Thursday, April 29, 2010

Video Games Can Be Art

So, recently, Roger Ebert (whom, to be clear, I adore) once again declared that video games are not art, and CAN NEVER BE!

Which is absurd. Of COURSE games can be art. Everything about Shadow of the Colossus is art, not just the fantastic visuals, not just the story, but even down to the controller itself! But it's clear that Ebert has never played SotC. (This, despite it being mentioned several times in reader responses the first time he brought this up). His initial argument is "Video games by their nature require player choices, which is the opposite of the strategy of serious film and literature, which requires authorial control." But, games like SotC has its plot on rails; the player has "choices" but really, the player has to move the plot forward. If the player goes off exploring, the game pretty much just waits. Ebert just appears to be completely unfamiliar with the wide range of games and gametypes available (he also appears to believe that ALL games have winners and losers, which has never been true).

He also never played Braid, although he knows enough about it to discounts its possibility as art. Well, I say he knows about it, but clearly his opinion is based on a fundamental misunderstanding of the premise. Ebert's entire article was prompted by Kellee Santiago's TED talk (which you can see here). Here is a quote from his piece:
Her next example is a game named "Braid". This is a game "that explores our own relationship with our encounter enemies and collect puzzle pieces, but there's one key can't die." You can go back in time and correct your mistakes. In chess, this is known as taking back a move, and negates the whole discipline of the game. Nor am I persuaded that I can learn about my own past by taking back my mistakes in a video game. She also admires a story told between the games levels, which exhibits prose on the level of a wordy fortune cookie.
Wrong, wrong, wrong. Braid doesn't allow you to go back in time and correct your mistakes, it FORCES you to go back in time and correct your mistakes. That's a fundamental part of the game mechanic, arguably the entire POINT of the game. It's not 'taking back a move' and negating the discipline of the game, it IS the game! And his remark about 'wordy fortune cookies' is another indicator that he never played it. Yes, you are given tiny snippets of a story, but the larger story becomes clear as you play. If he HAD played Braid, he would understand that.

So let's talk about Chess (which he also mentioned). Santiago says that Chess isn't art, and can't be art, because it's just a set of rules. No matter how elegant the set of rules, it's not art. Fine. I'm not going to argue that point. So, let's try this thought experiment:

Imagine there is a PLAY about Chess. The actors dress up like the pieces, you can have fights between the white pawn and the red knight, eventually one king is killed and the play is over. You don't see the chessboard itself, the play is just using a Chess theme.

__RECORDED INFORMATION__:
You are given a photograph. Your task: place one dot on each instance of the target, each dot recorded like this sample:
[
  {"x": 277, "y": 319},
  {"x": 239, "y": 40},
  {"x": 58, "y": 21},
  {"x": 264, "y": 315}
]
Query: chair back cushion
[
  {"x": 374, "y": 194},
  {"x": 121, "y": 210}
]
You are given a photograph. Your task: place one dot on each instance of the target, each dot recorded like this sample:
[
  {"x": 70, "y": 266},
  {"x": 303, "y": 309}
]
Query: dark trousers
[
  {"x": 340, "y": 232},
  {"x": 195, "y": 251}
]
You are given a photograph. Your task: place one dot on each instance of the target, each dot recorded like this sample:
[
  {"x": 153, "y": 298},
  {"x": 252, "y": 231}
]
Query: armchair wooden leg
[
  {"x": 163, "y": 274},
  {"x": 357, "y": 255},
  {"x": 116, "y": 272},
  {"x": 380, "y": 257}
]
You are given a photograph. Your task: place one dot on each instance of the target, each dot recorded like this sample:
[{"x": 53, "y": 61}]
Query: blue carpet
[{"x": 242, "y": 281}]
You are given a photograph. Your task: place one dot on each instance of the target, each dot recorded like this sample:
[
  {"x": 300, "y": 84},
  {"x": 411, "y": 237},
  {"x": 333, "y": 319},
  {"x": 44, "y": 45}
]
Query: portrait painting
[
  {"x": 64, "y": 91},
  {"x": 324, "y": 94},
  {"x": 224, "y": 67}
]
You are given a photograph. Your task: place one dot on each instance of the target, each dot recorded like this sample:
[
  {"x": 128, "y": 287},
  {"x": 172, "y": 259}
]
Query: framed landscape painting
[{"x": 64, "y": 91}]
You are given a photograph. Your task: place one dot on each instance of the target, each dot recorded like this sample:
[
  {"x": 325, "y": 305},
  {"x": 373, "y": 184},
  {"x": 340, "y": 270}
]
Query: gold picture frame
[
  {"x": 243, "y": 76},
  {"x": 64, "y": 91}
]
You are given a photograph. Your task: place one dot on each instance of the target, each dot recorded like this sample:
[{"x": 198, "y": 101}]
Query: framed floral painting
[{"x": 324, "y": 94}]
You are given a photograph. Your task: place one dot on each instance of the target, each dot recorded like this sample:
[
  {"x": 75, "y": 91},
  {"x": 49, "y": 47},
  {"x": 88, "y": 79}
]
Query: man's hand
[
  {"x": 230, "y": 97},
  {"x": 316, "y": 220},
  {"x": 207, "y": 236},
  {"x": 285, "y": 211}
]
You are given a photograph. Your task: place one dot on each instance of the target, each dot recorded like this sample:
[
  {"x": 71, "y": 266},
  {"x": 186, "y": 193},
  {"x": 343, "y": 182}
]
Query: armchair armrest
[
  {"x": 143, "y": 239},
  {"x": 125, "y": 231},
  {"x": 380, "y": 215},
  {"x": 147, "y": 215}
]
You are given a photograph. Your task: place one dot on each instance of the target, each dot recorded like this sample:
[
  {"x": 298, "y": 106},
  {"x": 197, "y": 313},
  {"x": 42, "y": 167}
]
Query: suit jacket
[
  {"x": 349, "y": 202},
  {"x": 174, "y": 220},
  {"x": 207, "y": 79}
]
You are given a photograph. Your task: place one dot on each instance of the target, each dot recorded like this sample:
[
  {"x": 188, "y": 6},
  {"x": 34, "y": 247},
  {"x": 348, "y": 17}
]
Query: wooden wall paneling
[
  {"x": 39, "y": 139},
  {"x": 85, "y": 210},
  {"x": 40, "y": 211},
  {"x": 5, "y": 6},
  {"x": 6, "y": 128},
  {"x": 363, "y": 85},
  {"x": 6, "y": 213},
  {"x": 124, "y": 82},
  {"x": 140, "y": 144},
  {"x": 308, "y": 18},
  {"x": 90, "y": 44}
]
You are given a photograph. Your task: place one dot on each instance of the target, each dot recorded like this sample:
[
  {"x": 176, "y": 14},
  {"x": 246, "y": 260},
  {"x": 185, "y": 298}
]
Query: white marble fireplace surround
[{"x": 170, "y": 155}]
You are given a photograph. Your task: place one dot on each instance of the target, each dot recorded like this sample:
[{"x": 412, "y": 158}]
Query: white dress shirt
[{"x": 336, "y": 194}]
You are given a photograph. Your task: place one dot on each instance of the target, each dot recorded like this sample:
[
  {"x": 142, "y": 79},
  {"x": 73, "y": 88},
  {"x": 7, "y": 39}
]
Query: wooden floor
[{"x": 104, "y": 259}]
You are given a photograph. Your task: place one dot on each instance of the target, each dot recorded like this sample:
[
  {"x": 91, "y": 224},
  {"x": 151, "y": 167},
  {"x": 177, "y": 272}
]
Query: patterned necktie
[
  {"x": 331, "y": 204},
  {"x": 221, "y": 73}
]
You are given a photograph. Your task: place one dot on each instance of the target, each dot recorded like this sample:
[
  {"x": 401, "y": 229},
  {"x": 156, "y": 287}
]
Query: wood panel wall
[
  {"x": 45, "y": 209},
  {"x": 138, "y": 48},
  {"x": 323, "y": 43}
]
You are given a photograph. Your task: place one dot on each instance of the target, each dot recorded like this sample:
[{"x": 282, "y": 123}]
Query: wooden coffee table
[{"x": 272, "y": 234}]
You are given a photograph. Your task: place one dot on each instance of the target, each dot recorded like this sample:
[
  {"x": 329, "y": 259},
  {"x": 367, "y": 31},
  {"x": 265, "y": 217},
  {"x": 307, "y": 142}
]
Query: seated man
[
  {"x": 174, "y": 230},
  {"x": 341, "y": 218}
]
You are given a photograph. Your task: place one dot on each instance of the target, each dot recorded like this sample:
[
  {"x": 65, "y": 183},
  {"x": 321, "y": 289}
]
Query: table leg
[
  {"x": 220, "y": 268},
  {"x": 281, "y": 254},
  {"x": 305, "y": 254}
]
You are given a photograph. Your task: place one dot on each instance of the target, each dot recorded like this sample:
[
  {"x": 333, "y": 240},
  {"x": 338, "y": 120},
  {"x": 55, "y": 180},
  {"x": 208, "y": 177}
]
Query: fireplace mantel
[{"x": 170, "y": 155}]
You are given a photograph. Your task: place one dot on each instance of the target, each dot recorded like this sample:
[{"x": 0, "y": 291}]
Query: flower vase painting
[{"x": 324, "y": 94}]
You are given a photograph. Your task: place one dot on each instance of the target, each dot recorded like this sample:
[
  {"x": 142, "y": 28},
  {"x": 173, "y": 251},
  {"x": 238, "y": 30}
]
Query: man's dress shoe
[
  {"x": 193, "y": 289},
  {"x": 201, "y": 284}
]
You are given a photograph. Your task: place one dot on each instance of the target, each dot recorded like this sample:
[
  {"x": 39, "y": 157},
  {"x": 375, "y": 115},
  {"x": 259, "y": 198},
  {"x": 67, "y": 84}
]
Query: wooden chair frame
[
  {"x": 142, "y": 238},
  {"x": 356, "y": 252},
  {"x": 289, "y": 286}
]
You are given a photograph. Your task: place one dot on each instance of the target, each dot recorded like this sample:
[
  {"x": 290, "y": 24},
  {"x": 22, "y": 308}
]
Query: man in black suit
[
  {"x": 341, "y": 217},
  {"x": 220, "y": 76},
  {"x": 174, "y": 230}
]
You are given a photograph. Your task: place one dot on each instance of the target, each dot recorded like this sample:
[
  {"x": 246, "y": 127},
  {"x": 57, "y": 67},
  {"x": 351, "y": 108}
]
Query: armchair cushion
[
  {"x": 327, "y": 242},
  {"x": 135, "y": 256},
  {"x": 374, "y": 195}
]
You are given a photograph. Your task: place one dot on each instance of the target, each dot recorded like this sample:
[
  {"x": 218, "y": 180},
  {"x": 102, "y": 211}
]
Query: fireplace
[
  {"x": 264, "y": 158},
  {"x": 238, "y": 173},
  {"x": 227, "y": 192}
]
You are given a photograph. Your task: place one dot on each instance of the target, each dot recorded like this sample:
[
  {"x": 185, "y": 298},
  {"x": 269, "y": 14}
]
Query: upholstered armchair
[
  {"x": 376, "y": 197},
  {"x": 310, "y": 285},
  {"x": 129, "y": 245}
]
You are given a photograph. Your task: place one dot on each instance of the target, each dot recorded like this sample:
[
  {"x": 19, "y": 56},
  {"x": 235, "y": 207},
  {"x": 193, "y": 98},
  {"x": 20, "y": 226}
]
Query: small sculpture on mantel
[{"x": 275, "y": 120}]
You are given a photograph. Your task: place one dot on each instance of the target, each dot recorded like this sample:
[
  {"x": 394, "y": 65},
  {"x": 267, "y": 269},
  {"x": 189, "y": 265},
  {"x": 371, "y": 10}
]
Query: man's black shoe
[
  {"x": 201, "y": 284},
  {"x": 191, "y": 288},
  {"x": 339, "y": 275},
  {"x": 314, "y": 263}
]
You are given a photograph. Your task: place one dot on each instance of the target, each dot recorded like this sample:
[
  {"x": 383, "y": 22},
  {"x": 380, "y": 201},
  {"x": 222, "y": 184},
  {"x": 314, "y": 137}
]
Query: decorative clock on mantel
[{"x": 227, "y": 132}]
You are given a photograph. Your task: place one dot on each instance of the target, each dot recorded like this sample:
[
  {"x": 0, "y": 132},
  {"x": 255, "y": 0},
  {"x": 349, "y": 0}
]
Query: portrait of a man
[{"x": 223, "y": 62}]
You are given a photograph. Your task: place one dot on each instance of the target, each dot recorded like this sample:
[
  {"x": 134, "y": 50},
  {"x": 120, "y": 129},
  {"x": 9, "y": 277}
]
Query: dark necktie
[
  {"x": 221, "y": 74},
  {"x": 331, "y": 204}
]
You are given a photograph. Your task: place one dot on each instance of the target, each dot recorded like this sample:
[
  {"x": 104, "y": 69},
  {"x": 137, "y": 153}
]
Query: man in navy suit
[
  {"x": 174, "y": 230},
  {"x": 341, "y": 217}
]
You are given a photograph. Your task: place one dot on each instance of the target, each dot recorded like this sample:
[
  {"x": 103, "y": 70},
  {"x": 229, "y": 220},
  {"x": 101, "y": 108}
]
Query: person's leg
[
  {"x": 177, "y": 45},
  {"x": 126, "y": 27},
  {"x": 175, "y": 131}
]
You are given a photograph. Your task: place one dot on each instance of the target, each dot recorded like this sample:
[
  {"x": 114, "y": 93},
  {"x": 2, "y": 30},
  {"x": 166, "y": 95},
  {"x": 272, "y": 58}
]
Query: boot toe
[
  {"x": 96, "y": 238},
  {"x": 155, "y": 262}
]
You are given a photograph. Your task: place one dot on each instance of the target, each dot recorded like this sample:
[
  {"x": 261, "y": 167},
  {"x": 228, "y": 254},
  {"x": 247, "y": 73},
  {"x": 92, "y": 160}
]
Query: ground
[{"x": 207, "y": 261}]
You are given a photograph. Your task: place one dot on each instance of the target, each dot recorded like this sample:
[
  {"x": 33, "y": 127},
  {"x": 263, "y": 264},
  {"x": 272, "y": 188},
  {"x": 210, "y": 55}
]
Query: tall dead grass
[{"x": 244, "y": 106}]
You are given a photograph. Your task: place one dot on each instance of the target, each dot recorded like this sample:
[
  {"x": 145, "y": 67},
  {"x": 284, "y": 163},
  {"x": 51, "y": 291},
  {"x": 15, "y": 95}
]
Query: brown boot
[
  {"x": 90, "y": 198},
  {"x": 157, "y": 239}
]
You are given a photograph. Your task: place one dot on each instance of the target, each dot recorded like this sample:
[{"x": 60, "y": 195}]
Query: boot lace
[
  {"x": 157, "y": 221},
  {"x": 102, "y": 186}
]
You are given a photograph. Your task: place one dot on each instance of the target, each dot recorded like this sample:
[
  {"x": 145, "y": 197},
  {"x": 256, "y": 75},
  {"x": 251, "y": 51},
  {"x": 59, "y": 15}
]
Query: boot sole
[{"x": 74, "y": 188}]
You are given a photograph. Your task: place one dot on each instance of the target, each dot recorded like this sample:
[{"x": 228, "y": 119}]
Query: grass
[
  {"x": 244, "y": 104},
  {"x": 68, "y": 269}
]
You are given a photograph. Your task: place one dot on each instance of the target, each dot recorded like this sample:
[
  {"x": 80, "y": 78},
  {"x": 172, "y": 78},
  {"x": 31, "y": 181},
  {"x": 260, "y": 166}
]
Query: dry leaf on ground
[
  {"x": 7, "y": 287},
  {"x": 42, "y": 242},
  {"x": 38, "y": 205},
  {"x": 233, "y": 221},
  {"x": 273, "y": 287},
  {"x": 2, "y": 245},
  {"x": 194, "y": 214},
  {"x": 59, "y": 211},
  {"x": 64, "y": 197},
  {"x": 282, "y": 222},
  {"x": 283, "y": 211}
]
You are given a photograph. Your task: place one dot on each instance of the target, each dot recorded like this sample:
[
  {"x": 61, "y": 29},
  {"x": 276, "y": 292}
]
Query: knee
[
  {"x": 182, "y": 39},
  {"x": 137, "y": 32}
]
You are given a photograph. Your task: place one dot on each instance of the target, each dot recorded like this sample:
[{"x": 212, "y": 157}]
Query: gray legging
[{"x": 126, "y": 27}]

__TASK__:
Rewrite the post about video games as art between "Wrong, wrong, wrong." and "would understand that.", inclusive, putting "core mechanic" in place of "game mechanic". Rely only on the post about video games as art.

__EXERCISE SOLUTION__:
Wrong, wrong, wrong. Braid doesn't allow you to go back in time and correct your mistakes, it FORCES you to go back in time and correct your mistakes. That's a fundamental part of the core mechanic, arguably the entire POINT of the game. It's not 'taking back a move' and negating the discipline of the game, it IS the game! And his remark about 'wordy fortune cookies' is another indicator that he never played it. Yes, you are given tiny snippets of a story, but the larger story becomes clear as you play. If he HAD played Braid, he would understand that.